▶ SELECTED EXCERPT:

---

Loveday Family

The Loveday’s of Bulli Mountain and Sherbrooke seem to be one of those family saga’s in a small community – of people who work hard for their community – who experience life’s ups and downs. Note there was also a Loveday family in Kiama, Thomas Loveday and wife Jane Bessell. They do not appear to be related to the Sherbrooke Loveday’s, although several of Thomas and Jane Loveday’s daughters lived in the Sherbrooke Bulli Mountain area ie  Mary Ann married William Dumbrell Jnr (more) and Emily married Albert Smithers. 

John Loveday (1828-1898), arrived Free on “Royal Saxon” in 1848, is listed as a farmer resident in Sherbrooke in the Illawarra Family History Group’s Illawarra Pioneer’s Pre 1900. He married Elizabeth Buckland (1821 – 1880), daughter  to James Buckland and his wife Anne Butler prior to leaving England.

---

▶ Location annotation dataset excerpts:
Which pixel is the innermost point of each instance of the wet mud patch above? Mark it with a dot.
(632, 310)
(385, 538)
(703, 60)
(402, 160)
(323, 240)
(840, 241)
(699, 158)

---

▶ SHORT PROBLEM 1:
According to the Loveday Family page, why do the Lovedays of Bulli Mountain and Sherbrooke seem like a family saga?
▶ SHORT PROBLEM 2:
Reproduce every line of the records, including the request, and offset each coordinate in the answers by adding 77 to both numbers.

▶ WORKED ANSWER 1:
They seem like one of those family sagas in a small community because they are people who work hard for their community and who experience life's ups and downs.

▶ WORKED ANSWER 2:
Which pixel is the innermost point of each instance of the wet mud patch above? Mark it with a dot.
(709, 387)
(462, 615)
(780, 137)
(479, 237)
(400, 317)
(917, 318)
(776, 235)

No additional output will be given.